Copy out the passage below on destroyed archives and lost heritage in full, word for word.

(Text passage begins)

One of the 50th-anniversary articles on the World's Fair of 1964-1965 reminded me that the Port Authority of New York and New Jersey archives had been destroyed in the 2001 attack on the World Trade Center.

And on it goes: Nineveh used by U.S. as military camp during Iraq War; the destruction of the National Library in Sarajevo. Just a couple from recent history. Someone said not too long ago that while a lost generation of people is horrifying, there is the possibility of recovery. Lost archives, artifacts, and buildings are gone forever. Some documentation or reconstruction may give us a sense of the original. Some reconstructions are an interesting riff on the original.

Of course, it's not only war, terrorism, and vandalism that destroy our heritage. We sometimes willfully take down Pennsylvania Station in New York City or the Prentice Women's Hospital in Chicago. I don't consider myself a knee-jerk keep-it-all preservationist anymore. In most building demolitions, we at least think about whether the building, parts of it, or the stuff in and around it should be retained or reused.

(Text passage ends)
(Provided information begins)

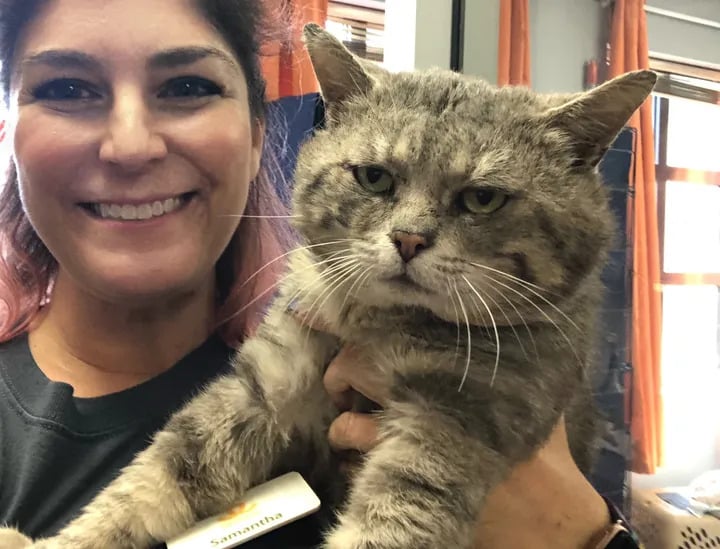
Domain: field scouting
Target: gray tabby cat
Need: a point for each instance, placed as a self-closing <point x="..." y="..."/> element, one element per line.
<point x="455" y="233"/>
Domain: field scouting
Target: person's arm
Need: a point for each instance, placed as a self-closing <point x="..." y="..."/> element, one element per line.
<point x="545" y="503"/>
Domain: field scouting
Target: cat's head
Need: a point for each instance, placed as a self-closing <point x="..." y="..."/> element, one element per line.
<point x="436" y="189"/>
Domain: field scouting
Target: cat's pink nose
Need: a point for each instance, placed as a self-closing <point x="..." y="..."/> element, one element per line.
<point x="409" y="244"/>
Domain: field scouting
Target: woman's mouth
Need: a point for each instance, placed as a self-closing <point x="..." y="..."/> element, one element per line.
<point x="138" y="212"/>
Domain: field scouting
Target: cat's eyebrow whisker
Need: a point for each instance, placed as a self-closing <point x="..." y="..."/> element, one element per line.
<point x="492" y="319"/>
<point x="547" y="317"/>
<point x="529" y="287"/>
<point x="469" y="338"/>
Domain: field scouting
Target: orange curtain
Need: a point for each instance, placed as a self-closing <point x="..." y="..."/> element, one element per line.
<point x="514" y="43"/>
<point x="288" y="71"/>
<point x="629" y="51"/>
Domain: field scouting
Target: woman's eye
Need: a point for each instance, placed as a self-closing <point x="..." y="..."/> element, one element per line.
<point x="65" y="89"/>
<point x="189" y="88"/>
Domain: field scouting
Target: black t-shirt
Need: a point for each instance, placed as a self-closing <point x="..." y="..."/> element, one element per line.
<point x="57" y="452"/>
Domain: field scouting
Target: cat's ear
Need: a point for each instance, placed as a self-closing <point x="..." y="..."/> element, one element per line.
<point x="340" y="74"/>
<point x="594" y="118"/>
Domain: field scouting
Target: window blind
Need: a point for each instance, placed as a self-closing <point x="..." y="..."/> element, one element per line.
<point x="360" y="25"/>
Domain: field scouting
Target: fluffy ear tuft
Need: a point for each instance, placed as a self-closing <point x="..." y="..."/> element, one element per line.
<point x="341" y="74"/>
<point x="593" y="119"/>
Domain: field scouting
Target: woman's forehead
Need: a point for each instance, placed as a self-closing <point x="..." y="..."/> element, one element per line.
<point x="130" y="28"/>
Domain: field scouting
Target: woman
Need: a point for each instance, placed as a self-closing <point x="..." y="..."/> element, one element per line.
<point x="137" y="132"/>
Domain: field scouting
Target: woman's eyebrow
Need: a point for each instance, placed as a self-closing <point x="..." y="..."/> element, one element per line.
<point x="62" y="59"/>
<point x="166" y="59"/>
<point x="179" y="57"/>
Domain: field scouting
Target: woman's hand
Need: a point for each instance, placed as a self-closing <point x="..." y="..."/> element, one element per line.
<point x="545" y="503"/>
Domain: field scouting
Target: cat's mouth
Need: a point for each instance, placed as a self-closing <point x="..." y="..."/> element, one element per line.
<point x="404" y="280"/>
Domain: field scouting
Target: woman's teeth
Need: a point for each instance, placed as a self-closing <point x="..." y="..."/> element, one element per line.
<point x="129" y="212"/>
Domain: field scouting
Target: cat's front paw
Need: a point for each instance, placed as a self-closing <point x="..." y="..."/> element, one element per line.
<point x="358" y="537"/>
<point x="12" y="539"/>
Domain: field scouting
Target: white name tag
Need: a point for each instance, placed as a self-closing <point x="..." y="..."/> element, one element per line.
<point x="263" y="509"/>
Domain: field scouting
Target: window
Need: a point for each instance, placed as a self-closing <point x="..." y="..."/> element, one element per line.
<point x="687" y="147"/>
<point x="360" y="24"/>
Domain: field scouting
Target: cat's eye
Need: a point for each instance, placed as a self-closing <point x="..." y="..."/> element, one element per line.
<point x="374" y="179"/>
<point x="482" y="201"/>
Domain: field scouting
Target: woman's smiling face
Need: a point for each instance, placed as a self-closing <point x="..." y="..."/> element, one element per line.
<point x="133" y="143"/>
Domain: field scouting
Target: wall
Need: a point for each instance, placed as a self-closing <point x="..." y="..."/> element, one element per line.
<point x="566" y="33"/>
<point x="563" y="35"/>
<point x="417" y="34"/>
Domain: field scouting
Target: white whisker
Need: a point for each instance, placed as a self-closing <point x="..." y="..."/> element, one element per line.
<point x="497" y="334"/>
<point x="260" y="216"/>
<point x="469" y="338"/>
<point x="509" y="323"/>
<point x="547" y="317"/>
<point x="529" y="287"/>
<point x="457" y="322"/>
<point x="294" y="250"/>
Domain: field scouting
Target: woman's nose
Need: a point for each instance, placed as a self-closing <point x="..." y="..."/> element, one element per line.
<point x="130" y="140"/>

(Provided information ends)

**Answer to this task**
One of the 50th-anniversary articles on the World's Fair of 1964-1965 reminded me that the Port Authority of New York and New Jersey archives had been destroyed in the 2001 attack on the World Trade Center.

And on it goes: Nineveh used by U.S. as military camp during Iraq War; the destruction of the National Library in Sarajevo. Just a couple from recent history. Someone said not too long ago that while a lost generation of people is horrifying, there is the possibility of recovery. Lost archives, artifacts, and buildings are gone forever. Some documentation or reconstruction may give us a sense of the original. Some reconstructions are an interesting riff on the original.

Of course, it's not only war, terrorism, and vandalism that destroy our heritage. We sometimes willfully take down Pennsylvania Station in New York City or the Prentice Women's Hospital in Chicago. I don't consider myself a knee-jerk keep-it-all preservationist anymore. In most building demolitions, we at least think about whether the building, parts of it, or the stuff in and around it should be retained or reused.